* [Given request]: Repeat the lines of the records below word for word, from the line containing "grille in this scene, what would it be?" to the line containing "[419,0,760,422]", including both of those lines.

-------

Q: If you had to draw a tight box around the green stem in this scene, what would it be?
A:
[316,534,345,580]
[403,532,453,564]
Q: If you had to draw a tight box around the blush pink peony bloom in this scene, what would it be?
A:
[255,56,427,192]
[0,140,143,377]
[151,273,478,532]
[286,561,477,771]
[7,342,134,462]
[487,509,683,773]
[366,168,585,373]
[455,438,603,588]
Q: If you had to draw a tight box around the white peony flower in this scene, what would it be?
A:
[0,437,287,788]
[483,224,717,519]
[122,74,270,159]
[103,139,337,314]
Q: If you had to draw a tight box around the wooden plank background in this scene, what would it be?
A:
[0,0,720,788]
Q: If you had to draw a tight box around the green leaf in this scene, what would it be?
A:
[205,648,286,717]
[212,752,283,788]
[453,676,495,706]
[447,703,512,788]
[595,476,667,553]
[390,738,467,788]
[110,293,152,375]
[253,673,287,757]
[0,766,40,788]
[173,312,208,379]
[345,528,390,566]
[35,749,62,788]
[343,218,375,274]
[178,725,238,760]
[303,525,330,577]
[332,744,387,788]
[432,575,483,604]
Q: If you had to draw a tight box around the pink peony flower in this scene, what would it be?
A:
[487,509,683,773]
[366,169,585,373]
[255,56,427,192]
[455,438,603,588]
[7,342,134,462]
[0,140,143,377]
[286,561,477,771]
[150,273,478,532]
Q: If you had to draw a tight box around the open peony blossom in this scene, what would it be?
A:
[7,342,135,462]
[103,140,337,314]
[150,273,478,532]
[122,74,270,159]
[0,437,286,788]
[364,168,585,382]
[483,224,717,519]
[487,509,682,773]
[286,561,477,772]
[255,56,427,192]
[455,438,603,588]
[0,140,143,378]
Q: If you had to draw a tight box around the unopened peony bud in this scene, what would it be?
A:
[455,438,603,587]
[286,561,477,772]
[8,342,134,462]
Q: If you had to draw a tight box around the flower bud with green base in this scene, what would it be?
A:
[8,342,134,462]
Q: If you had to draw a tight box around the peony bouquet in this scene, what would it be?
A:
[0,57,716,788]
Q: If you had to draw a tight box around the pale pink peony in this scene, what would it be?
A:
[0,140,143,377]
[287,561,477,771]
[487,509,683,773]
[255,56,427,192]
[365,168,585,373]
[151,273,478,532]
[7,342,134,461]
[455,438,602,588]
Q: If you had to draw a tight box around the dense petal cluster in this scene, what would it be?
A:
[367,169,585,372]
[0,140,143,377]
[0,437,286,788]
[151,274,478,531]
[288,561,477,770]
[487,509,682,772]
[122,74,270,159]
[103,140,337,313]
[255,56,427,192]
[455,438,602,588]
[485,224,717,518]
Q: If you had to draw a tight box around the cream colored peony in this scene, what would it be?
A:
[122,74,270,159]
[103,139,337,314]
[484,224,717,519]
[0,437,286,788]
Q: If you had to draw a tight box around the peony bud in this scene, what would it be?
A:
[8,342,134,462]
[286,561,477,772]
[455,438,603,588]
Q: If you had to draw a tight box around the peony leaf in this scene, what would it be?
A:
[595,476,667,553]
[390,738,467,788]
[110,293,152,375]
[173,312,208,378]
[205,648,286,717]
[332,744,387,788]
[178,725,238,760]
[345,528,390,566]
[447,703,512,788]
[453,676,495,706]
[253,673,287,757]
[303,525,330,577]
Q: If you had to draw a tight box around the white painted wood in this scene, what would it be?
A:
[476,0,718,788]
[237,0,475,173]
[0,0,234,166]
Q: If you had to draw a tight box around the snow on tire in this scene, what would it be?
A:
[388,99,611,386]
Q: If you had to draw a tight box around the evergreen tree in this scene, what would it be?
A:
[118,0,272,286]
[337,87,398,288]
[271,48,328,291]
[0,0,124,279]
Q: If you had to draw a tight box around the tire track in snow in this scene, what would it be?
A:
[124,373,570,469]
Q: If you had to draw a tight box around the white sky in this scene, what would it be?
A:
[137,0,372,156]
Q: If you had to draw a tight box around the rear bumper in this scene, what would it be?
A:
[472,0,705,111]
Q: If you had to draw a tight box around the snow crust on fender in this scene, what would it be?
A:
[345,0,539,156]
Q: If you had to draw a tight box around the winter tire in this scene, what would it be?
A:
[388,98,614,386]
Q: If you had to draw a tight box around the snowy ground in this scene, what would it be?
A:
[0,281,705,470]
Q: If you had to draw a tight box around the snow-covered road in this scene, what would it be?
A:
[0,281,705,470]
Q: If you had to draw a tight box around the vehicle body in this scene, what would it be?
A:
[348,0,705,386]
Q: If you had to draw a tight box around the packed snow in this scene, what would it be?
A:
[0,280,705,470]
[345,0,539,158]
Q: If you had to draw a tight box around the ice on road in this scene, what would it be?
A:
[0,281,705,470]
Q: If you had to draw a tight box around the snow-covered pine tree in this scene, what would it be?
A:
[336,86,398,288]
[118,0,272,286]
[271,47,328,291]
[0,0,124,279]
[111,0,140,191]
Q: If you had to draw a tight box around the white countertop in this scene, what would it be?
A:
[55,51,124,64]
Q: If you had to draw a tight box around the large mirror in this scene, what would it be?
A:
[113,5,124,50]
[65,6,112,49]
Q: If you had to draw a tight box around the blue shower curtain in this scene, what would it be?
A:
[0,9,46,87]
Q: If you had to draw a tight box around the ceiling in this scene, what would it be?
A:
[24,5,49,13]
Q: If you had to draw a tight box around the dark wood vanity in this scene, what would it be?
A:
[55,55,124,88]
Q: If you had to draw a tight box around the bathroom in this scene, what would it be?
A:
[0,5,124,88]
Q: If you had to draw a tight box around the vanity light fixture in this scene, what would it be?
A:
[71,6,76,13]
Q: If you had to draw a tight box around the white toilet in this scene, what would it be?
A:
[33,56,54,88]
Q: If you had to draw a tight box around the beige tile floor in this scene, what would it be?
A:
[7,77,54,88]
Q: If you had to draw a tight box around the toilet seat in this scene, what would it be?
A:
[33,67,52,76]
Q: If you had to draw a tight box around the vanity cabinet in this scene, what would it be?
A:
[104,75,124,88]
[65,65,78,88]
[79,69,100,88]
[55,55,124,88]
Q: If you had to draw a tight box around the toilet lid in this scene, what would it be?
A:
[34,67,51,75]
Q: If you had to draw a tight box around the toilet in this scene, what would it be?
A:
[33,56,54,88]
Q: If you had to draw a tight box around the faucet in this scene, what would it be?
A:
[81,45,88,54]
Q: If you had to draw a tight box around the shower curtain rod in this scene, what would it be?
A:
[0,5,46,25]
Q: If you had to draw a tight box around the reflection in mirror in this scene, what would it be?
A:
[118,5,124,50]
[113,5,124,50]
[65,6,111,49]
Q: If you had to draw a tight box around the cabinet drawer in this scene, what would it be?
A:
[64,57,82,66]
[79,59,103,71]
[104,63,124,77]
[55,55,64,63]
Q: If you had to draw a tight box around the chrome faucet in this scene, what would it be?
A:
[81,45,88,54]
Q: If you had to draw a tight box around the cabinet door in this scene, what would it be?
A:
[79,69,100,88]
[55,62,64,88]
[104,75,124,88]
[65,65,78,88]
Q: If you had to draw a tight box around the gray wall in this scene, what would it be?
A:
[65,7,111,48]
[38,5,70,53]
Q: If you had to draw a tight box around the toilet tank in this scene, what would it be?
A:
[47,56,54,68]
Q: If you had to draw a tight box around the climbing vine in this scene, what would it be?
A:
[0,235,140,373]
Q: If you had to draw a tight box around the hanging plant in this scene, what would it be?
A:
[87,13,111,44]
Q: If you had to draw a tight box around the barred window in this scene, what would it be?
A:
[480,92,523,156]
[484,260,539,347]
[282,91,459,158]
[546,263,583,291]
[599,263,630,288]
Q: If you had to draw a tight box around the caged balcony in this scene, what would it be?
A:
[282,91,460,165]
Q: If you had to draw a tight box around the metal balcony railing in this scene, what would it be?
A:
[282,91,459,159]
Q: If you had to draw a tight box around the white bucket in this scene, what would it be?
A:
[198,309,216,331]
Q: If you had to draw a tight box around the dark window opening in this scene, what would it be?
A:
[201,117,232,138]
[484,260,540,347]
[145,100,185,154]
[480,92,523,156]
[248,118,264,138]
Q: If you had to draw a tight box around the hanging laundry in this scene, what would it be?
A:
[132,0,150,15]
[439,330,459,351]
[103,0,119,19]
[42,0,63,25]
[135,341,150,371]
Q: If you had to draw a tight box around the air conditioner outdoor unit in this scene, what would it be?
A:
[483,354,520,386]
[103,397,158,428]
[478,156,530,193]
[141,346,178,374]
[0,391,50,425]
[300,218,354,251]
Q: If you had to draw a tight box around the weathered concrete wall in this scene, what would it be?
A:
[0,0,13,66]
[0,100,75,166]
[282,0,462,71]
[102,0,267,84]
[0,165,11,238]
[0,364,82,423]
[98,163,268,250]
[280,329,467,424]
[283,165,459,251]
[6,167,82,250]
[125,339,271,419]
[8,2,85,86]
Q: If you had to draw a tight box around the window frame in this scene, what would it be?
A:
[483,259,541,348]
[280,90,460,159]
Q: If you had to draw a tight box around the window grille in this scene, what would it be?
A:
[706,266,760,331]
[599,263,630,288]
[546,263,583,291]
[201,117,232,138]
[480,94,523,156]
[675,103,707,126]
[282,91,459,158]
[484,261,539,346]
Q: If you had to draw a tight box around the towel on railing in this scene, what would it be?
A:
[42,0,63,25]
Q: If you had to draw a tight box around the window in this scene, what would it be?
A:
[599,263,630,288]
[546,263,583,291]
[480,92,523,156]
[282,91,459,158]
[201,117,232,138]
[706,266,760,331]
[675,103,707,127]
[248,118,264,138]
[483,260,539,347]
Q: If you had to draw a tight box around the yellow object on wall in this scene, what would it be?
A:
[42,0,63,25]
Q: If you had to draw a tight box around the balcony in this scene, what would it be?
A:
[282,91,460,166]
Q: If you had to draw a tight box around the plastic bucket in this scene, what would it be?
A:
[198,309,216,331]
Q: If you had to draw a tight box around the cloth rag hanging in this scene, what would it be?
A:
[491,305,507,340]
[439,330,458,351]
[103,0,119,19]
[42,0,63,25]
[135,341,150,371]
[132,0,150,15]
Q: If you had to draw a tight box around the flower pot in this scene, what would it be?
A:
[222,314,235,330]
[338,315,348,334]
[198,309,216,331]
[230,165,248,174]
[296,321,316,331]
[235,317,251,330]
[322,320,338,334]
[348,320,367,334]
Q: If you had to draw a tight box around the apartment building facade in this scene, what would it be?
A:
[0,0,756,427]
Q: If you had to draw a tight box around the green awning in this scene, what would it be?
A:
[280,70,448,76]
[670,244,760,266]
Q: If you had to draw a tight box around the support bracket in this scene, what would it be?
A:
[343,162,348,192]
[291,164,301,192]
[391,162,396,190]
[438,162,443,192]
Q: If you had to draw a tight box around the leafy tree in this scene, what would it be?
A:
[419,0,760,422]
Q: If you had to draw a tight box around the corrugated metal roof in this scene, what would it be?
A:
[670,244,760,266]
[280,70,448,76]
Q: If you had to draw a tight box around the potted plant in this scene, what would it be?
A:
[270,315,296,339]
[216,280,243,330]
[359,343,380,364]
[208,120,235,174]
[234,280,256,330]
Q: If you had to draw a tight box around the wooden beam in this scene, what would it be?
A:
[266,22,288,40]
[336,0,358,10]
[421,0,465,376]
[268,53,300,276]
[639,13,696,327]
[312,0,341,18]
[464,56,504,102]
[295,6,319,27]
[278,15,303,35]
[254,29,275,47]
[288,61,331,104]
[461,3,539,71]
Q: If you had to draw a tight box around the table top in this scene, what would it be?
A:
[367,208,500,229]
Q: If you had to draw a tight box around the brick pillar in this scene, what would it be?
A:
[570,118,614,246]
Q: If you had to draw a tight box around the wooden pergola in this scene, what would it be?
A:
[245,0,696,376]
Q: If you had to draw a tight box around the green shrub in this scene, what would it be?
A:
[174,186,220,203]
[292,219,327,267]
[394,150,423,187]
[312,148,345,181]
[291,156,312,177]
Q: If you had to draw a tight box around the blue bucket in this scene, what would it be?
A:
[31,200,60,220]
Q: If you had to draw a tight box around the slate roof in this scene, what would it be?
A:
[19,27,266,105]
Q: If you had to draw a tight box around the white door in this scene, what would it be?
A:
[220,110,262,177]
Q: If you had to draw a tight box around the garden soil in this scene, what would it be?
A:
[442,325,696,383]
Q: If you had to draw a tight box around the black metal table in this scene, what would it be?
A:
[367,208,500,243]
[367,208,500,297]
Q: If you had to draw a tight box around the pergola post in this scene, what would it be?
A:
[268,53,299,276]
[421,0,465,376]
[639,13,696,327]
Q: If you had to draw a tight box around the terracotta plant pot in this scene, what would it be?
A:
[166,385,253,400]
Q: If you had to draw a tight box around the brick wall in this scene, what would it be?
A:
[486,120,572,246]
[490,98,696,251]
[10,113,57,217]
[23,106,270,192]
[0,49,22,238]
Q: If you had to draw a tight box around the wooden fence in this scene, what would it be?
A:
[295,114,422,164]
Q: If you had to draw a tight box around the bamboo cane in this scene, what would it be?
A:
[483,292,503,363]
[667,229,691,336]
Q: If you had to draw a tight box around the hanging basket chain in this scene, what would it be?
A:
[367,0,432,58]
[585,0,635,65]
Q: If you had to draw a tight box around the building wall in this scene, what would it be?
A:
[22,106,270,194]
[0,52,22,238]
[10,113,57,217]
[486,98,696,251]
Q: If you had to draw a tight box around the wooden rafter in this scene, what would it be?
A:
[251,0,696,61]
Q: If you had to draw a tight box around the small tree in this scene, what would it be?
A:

-------

* [Output below]:
Q: If you had to draw a tight box around the window grille in this scene, what would it be?
A:
[706,266,760,331]
[599,263,630,288]
[546,263,583,291]
[201,117,232,138]
[480,94,523,156]
[675,103,707,126]
[282,91,459,158]
[484,261,539,346]
Q: If you had to draw a tight box around the towel on railing in this scene, what would it be?
A:
[42,0,63,25]
Q: If you had to draw a tight box around the window in this scene, what would it be?
A:
[599,263,630,288]
[546,263,583,291]
[480,92,523,156]
[282,91,459,158]
[201,117,232,138]
[706,266,760,331]
[675,103,707,127]
[248,118,264,138]
[483,260,539,347]
Q: If you had to draw a tight box around the yellow object on wall in this scene, what would it be?
A:
[42,0,63,25]
Q: If you had to draw a tight box around the balcony in this scene, what would it be?
A:
[282,91,460,166]
Q: If you had to draw a tight box around the plastic bucket in this scene, what would it be?
A:
[198,309,216,331]
Q: If you had to draw a tight box around the cloth rag hanging in this scene, what would it be?
A:
[491,305,507,340]
[439,330,458,351]
[103,0,119,19]
[42,0,63,25]
[135,341,150,371]
[132,0,150,15]
Q: If you had to draw a tight box around the flower pot in this scene, what would it be?
A:
[222,314,235,330]
[338,315,348,334]
[198,309,216,331]
[230,165,248,174]
[296,321,316,331]
[235,317,251,330]
[322,320,338,334]
[348,320,367,334]
Q: If you had to draw a tight box around the apartment building facade in this scene, what would it be?
A:
[0,0,756,427]
Q: If you had to draw a tight box around the green awning in this scene, what would it be?
A:
[280,70,448,76]
[670,244,760,266]
Q: If you had to draw a tight box around the support bracket in this scene, what would it be?
A:
[343,162,348,192]
[291,164,301,192]
[391,162,396,190]
[438,162,443,192]
Q: If you had to draw a tight box around the leafy tree in this scene, what would it be?
A:
[419,0,760,422]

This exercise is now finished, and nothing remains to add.